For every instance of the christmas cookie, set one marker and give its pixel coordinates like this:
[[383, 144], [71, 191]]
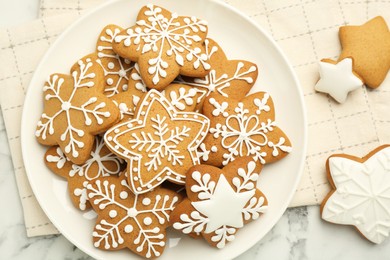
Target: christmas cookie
[[159, 144], [182, 97], [338, 78], [227, 78], [75, 109], [102, 162], [242, 128], [116, 69], [220, 201], [369, 46], [137, 222], [164, 45], [360, 193]]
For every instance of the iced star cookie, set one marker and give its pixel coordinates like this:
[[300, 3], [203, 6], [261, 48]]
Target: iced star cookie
[[228, 78], [338, 78], [116, 69], [220, 201], [360, 193], [159, 143], [126, 220], [242, 128], [369, 46], [75, 109], [101, 163], [164, 45]]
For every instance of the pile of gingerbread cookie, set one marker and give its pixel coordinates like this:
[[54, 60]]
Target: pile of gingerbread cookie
[[155, 129]]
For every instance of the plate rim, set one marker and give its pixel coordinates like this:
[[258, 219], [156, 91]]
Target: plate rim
[[284, 58]]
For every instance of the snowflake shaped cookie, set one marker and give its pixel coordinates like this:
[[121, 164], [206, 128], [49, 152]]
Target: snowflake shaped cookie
[[75, 110], [228, 78], [116, 69], [101, 163], [137, 222], [164, 45], [220, 201], [242, 128], [159, 144], [361, 193]]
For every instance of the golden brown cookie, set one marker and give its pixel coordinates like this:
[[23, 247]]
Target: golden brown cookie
[[101, 163], [75, 109], [242, 128], [360, 194], [228, 78], [126, 220], [159, 143], [369, 46], [220, 201], [164, 45]]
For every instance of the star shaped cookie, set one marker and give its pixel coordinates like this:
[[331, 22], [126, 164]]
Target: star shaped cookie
[[116, 69], [360, 193], [220, 201], [75, 109], [337, 79], [242, 128], [228, 78], [137, 222], [101, 163], [164, 45], [369, 46], [159, 143]]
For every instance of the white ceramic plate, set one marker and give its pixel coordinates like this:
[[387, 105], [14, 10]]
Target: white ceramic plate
[[241, 39]]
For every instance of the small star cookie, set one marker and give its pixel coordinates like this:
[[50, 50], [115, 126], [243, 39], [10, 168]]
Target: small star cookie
[[220, 201], [337, 79], [369, 46], [164, 45], [228, 78], [360, 193], [101, 163], [159, 143], [75, 109], [242, 128], [137, 222]]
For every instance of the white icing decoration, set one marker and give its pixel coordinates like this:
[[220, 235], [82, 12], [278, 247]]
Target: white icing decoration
[[160, 142], [52, 90], [96, 158], [176, 36], [211, 83], [337, 79], [222, 208], [184, 98], [251, 134], [362, 196], [82, 172], [108, 233], [60, 159], [121, 70]]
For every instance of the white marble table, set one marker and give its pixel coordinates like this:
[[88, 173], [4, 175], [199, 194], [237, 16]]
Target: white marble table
[[300, 233]]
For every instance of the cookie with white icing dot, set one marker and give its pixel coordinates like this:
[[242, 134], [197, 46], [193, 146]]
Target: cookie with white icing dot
[[164, 45], [360, 194], [101, 163], [160, 143], [220, 201], [227, 78], [75, 109], [116, 69], [243, 127], [126, 220]]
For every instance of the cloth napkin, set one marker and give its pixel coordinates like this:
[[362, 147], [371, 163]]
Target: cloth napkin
[[307, 31]]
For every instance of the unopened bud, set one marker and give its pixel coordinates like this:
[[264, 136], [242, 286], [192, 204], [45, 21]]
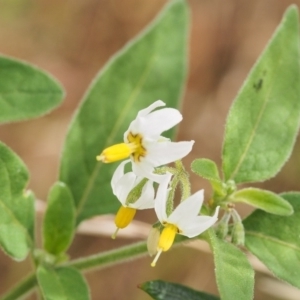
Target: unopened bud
[[238, 234]]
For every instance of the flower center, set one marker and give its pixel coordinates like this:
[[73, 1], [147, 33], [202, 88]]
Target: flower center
[[123, 217], [138, 149], [117, 152]]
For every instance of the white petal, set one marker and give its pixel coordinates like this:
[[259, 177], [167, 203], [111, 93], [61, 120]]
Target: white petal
[[161, 198], [162, 153], [159, 121], [124, 186], [144, 112], [147, 197], [187, 209], [194, 226], [119, 172], [144, 169]]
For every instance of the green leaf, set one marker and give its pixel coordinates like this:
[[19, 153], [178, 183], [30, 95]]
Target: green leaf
[[151, 67], [16, 206], [264, 200], [162, 290], [63, 284], [208, 169], [59, 221], [275, 240], [263, 122], [234, 274], [26, 91]]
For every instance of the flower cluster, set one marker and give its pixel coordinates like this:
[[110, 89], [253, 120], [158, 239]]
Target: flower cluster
[[148, 151]]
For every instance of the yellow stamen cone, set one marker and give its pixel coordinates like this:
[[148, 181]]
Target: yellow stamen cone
[[116, 152], [165, 241]]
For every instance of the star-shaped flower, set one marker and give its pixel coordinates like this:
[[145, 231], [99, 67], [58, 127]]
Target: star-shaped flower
[[133, 192], [184, 220], [145, 145]]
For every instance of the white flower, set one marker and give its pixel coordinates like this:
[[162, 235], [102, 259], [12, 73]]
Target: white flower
[[183, 220], [145, 145], [122, 184]]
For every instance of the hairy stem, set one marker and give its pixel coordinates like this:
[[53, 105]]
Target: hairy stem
[[22, 289]]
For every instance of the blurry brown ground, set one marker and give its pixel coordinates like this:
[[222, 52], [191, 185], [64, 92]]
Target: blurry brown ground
[[73, 40]]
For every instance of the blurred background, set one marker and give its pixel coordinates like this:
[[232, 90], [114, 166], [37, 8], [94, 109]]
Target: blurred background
[[73, 40]]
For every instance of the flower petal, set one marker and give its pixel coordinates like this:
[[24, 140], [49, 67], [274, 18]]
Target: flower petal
[[124, 186], [144, 169], [161, 198], [157, 122], [162, 153], [147, 197], [119, 172], [144, 112], [187, 209], [194, 226]]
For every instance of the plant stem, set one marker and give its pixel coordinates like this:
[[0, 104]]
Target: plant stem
[[21, 289], [111, 257], [98, 261]]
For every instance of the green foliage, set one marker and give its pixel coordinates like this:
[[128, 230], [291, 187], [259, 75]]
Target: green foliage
[[275, 240], [59, 221], [234, 274], [151, 67], [162, 290], [208, 169], [63, 283], [16, 206], [264, 200], [26, 91], [264, 119]]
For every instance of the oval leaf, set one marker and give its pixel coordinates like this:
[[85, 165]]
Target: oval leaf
[[275, 240], [208, 169], [151, 67], [26, 91], [264, 200], [234, 274], [63, 283], [162, 290], [264, 119], [16, 207], [59, 221]]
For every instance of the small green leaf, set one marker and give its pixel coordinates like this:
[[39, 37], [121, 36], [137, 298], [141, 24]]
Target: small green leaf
[[59, 221], [275, 240], [162, 290], [62, 283], [234, 274], [263, 122], [208, 169], [16, 206], [151, 67], [26, 91], [264, 200]]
§ §
» **To do**
Update the lines above so that "set one marker" becomes "place a single point" everywhere, with nothing else changed. Leave the pictures out of your version.

» **Task response**
For every instance of the christmas cookie, place a single point and give its pixel coordinates like this:
[[383, 144], [71, 191]]
Target: christmas cookie
[[159, 144], [182, 97], [338, 78], [227, 78], [75, 109], [102, 162], [242, 128], [116, 69], [220, 201], [369, 46], [137, 222], [164, 45], [360, 193]]
For every instance of the iced star cookie, place a single point and give its pixel coordinates like this:
[[300, 3], [203, 6], [261, 48]]
Target: iced star cookie
[[228, 78], [338, 78], [116, 69], [220, 201], [360, 193], [159, 143], [126, 220], [242, 128], [369, 46], [75, 109], [101, 163], [164, 45]]
For every instance of the pile of gingerbread cookie, place a single point and give its pixel coordinates like this:
[[54, 60]]
Target: pile of gingerbread cookie
[[155, 129]]
For every instance of the plate rim, place a single point and give its pixel coordinates like this:
[[258, 219], [156, 91]]
Target: plate rim
[[284, 58]]
For every instance of the snowflake shaped cookie, place a single point and give its pixel coordinates like this:
[[121, 164], [206, 128], [49, 152]]
Target: snowflake shaped cookie
[[75, 110], [228, 78], [116, 69], [101, 163], [137, 222], [164, 45], [220, 201], [242, 128], [159, 144], [361, 193]]
For every instance of the golden brown cookie, place a single point and give its pixel coordinates like this:
[[23, 247]]
Target: golden brown cookie
[[101, 163], [75, 109], [242, 128], [360, 194], [228, 78], [126, 220], [159, 143], [369, 46], [220, 201], [164, 45]]
For every instance of the star shaped cookie, place a single point and give its pixel coordinates like this:
[[331, 22], [126, 164]]
Target: star shaped cookie
[[116, 69], [360, 193], [220, 201], [75, 109], [337, 79], [242, 128], [228, 78], [137, 222], [101, 163], [164, 45], [369, 46], [159, 143]]
For every instance of the white ceramic plate, place a single point and give its pixel coordinates like this:
[[387, 105], [14, 10]]
Target: white ceramic plate
[[241, 39]]
For every instance of the small star cookie, place a single point and give its pixel coordinates like this:
[[50, 50], [115, 126], [243, 39], [10, 168]]
Target: small star cookie
[[220, 201], [337, 79], [369, 46], [164, 45], [228, 78], [360, 193], [101, 163], [159, 143], [75, 109], [242, 128], [137, 222]]
For every instance of the white icing decoration, place a single point and give its pixel coordinates like this:
[[220, 235], [82, 12], [278, 247]]
Target: white icing decoration
[[160, 142], [52, 90], [96, 158], [176, 36], [211, 83], [337, 79], [222, 208], [184, 98], [251, 134], [362, 196], [82, 172], [108, 233], [60, 159], [121, 70]]
For every instance of the white marble table, place a single point and give its pixel coordinates like this:
[[88, 173], [4, 175], [199, 194], [237, 16]]
Target: white marble table
[[300, 233]]
For every instance of the cookie with white icing dot, place a single point and give its pixel coordinates like this:
[[242, 134], [197, 46], [193, 146]]
Target: cookie with white icing dot
[[164, 45], [360, 194], [101, 163], [160, 143], [220, 201], [227, 78], [75, 109], [116, 69], [243, 127], [126, 220]]
For every instance of the cloth napkin, place a single point and give its pixel coordinates like this:
[[362, 147], [371, 163]]
Target: cloth napkin
[[307, 31]]
For every instance of the unopened bud, place a single point and give its pixel coordinates like this:
[[264, 136], [242, 286], [192, 204], [45, 21]]
Target: unopened bud
[[238, 234]]
For every instance of the flower center, place a single point and give its pixel coordinates like this:
[[73, 1], [147, 33], [202, 88]]
Target: flower center
[[123, 217], [138, 149], [117, 152]]
For every instance of the white petal, place a single point and give its pixel coordinates like this:
[[259, 177], [167, 203], [111, 93], [61, 120]]
Target: white petal
[[161, 198], [162, 153], [159, 121], [124, 186], [144, 112], [147, 197], [187, 209], [194, 226], [119, 172], [144, 169]]
For every instance of the green leaf, place a single point and give its pixel coordinates like this:
[[19, 153], [178, 183], [30, 95]]
Target: green leaf
[[151, 67], [16, 206], [264, 200], [162, 290], [63, 284], [208, 169], [59, 221], [275, 240], [263, 122], [234, 274], [26, 91]]
For every instance of the flower cluster, place a single point and give its pixel coordinates like this:
[[110, 89], [253, 120], [158, 239]]
Target: flower cluster
[[148, 151]]
For every instance of the yellow stamen cone, place a single point and give its pixel coordinates like this:
[[148, 181]]
Target: yellow stamen cone
[[116, 152], [165, 241]]
For every instance of the star-shaped flower, place a single point and give its pixel coordinates like this:
[[145, 231], [99, 67], [58, 127]]
Target: star-shaped flower
[[133, 192], [184, 220], [145, 145]]
For every instance of the white flower, place a single point and give its pixel coordinates like this:
[[162, 235], [102, 259], [12, 73]]
Target: white flower
[[183, 220], [145, 145], [122, 184]]
For every instance of the hairy stem, place a single point and give its pixel coordinates like this:
[[53, 105]]
Target: hairy stem
[[22, 289]]
For every instance of the blurry brown ground, place a single point and give its pixel coordinates like this:
[[222, 52], [191, 185], [64, 92]]
Target: blurry brown ground
[[73, 40]]
For every instance of the blurred background, place a single point and give its pixel coordinates like this:
[[232, 90], [114, 166], [37, 8], [94, 109]]
Target: blurred background
[[73, 40]]
For every instance of the flower petal, place a single point and give its pixel coordinates like this:
[[24, 140], [49, 67], [274, 18]]
Target: flower petal
[[124, 186], [144, 169], [161, 198], [157, 122], [162, 153], [147, 197], [119, 172], [144, 112], [187, 209], [194, 226]]
For every instance of the plant stem, place a single point and give its pixel coordinates like this:
[[0, 104]]
Target: plant stem
[[21, 289], [111, 257], [98, 261]]
For every instance of the green foliage, place a single point and give its pixel coordinates like this:
[[128, 230], [291, 187], [259, 75]]
Target: green foliage
[[275, 240], [59, 221], [234, 274], [151, 67], [162, 290], [208, 169], [63, 283], [16, 206], [264, 200], [26, 91], [264, 119]]
For every instance of the oval leaf, place a single point and give its pixel coordinates like this:
[[85, 165]]
Target: oval leaf
[[275, 240], [208, 169], [151, 67], [26, 91], [264, 200], [234, 274], [63, 283], [162, 290], [264, 119], [16, 207], [59, 221]]
For every instance of the small green leaf, place a single point and give its pixel coordinates like this:
[[39, 37], [121, 36], [137, 298], [141, 24]]
Target: small green leaf
[[59, 221], [275, 240], [162, 290], [62, 283], [234, 274], [263, 122], [208, 169], [16, 206], [151, 67], [26, 91], [264, 200]]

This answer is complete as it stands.